Команда «Витязя» нанесла на карту береговую линию залива Астролябия, провела научные наблюдения, и 27 сентября 1871 года корабль снялся с якоря и уплыл. Над одинокой хижиной Маклая поднялся российский флаг.

Через пару дней после отплытия корабля Николай Николаевич решил посетить деревню своего нового друга Туя – Горенду. Подумав, он пошёл в одиночку и без оружия, перепутал тропинку в лесу и попал в другую деревню – Бонгу, жители которой ещё не знали Маклая. Путешественник появился из леса внезапно, и напуганные женщины с детьми с визгом убежали в джунгли. На открытой площадке у хижин остались только мужчины, они угрюмо и настороженно рассматривали Маклая. «Увидев меня, некоторые туземцы подняли копья, а другие приняли воинственную позу, – писал об этом случае учёный. – Усталый и отчасти неприятно удивлённый встречей, я продолжал медленно двигаться. Вдруг пролетели, не знаю – нарочно или без умысла, две стрелы, очень близко от меня». Напряжение усиливалось с каждым мгновением. Один из папуасов взмахнул копьём и едва не попал Маклаю в глаз. И тут учёный сделал неожиданное: уселся на землю, снял обувь и… улёгся спать! Как выяснилось потом, он подумал в тот момент: «Если уж суждено быть убитым, то всё равно, будет ли это стоя, сидя, удобно лёжа на циновке или даже во сне».

Исходный материал
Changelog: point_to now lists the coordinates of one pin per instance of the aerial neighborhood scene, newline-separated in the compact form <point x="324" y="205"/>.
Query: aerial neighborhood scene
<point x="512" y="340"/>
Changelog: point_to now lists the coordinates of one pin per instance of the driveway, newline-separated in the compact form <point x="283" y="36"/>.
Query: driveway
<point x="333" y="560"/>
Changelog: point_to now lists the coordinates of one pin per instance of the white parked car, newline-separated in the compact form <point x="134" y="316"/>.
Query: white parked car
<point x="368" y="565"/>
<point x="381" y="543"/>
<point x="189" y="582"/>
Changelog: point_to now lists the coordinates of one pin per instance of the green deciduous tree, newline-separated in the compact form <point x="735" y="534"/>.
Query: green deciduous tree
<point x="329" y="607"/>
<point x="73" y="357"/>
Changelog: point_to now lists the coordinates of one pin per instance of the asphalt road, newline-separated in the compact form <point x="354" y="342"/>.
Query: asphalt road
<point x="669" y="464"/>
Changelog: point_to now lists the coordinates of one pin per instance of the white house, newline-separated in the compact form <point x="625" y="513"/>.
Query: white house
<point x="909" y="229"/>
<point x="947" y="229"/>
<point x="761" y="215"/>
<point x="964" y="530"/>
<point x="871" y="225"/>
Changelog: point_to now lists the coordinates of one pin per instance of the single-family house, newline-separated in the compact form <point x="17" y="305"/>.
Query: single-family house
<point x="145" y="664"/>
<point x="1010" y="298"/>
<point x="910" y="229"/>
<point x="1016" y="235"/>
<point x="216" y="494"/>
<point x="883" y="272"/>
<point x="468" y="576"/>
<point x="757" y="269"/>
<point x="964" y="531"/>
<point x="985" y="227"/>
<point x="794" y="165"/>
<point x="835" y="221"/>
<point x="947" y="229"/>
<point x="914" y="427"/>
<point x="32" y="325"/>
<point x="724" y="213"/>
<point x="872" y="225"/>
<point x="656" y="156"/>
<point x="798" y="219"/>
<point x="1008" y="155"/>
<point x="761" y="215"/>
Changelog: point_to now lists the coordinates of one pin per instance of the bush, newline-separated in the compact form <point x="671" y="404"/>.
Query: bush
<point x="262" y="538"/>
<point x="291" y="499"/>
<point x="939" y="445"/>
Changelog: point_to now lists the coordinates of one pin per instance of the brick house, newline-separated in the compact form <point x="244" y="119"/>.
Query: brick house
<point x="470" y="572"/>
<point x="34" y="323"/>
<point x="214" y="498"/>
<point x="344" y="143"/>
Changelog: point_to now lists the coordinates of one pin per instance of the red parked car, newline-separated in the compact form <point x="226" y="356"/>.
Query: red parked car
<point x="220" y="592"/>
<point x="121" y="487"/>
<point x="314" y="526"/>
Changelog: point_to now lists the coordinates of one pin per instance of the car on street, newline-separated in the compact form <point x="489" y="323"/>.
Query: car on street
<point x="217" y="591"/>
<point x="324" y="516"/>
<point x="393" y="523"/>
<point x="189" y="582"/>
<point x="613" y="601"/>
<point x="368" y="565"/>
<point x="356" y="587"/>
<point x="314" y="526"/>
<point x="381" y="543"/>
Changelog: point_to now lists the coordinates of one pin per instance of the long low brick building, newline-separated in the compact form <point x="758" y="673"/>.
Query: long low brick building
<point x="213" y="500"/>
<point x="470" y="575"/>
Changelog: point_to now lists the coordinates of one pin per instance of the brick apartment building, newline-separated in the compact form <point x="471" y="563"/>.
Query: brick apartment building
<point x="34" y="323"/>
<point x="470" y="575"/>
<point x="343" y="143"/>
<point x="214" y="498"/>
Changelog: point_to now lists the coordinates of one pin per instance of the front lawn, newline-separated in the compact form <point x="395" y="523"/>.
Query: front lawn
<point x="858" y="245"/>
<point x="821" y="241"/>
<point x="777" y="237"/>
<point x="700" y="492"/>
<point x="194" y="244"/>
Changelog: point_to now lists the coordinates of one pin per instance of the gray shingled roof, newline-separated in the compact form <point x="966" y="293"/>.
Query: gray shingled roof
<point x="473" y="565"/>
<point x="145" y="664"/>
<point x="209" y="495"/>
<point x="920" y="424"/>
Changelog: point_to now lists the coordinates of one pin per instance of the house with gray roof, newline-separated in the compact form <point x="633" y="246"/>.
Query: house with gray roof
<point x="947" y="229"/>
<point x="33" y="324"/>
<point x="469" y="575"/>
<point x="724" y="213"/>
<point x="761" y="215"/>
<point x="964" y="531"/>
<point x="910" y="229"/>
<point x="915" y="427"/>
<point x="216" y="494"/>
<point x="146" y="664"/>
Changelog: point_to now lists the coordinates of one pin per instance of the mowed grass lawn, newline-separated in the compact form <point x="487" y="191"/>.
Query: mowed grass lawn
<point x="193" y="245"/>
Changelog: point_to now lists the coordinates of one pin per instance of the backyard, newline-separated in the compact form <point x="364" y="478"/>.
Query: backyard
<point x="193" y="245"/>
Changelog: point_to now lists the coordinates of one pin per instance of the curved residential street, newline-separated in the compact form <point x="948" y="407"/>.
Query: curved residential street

Задачи для решения
(1) Когда, согласно фрагменту текста, корабль «Витязь» снялся с якоря?
(2) По фрагменту текста объясните, почему Маклай в момент наибольшего напряжения в Бонгу уселся на землю, снял обувь и улёгся спать.

Ответы к заданиям
(1) 27 сентября 1871 года.

(2) Маклай рассудил, что если ему суждено быть убитым, то всё равно, случится ли это стоя, сидя, удобно лёжа на циновке или даже во сне.